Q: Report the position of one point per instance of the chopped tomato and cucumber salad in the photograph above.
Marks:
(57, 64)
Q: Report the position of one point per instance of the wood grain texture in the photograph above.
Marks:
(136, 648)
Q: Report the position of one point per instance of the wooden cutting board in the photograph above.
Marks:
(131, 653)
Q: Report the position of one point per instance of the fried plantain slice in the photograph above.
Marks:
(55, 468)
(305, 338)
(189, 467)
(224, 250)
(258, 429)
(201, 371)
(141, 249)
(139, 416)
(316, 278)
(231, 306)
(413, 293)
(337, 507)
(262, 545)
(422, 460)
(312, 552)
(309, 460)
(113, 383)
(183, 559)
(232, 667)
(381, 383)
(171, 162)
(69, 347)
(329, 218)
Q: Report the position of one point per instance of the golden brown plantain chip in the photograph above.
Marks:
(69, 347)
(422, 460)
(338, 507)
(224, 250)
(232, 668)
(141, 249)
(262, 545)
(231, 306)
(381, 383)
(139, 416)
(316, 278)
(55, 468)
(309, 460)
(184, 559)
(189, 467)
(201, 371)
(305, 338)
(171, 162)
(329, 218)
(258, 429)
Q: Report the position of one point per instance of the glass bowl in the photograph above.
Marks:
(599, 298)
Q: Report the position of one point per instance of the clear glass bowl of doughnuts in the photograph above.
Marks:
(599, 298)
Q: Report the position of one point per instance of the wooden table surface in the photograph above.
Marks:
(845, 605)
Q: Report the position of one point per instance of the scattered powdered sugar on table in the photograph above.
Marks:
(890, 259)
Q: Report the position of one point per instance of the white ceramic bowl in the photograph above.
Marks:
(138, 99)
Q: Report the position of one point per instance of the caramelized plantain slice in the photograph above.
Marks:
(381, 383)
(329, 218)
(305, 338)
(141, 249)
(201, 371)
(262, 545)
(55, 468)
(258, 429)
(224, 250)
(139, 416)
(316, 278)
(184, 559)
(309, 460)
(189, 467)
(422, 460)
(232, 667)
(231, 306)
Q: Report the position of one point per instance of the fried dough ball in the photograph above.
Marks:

Stated goal:
Rewrite everything from the line containing "caramelized plantain slice in the photograph above." down to the end of the items, request lines included. Multiply each coordinate in the answers by 0.9 and round to whole numbers, with halves rounding up.

Answer below:
Q: Report the position of one point per instance of the caramelized plantain slice in the photograph above.
Marks:
(343, 345)
(296, 196)
(275, 304)
(127, 224)
(181, 334)
(236, 491)
(50, 421)
(232, 386)
(202, 225)
(125, 374)
(284, 250)
(166, 503)
(278, 414)
(170, 420)
(380, 414)
(209, 600)
(208, 275)
Q: Report the position of one point per instance of the fried dough ball in the photograph above.
Marks:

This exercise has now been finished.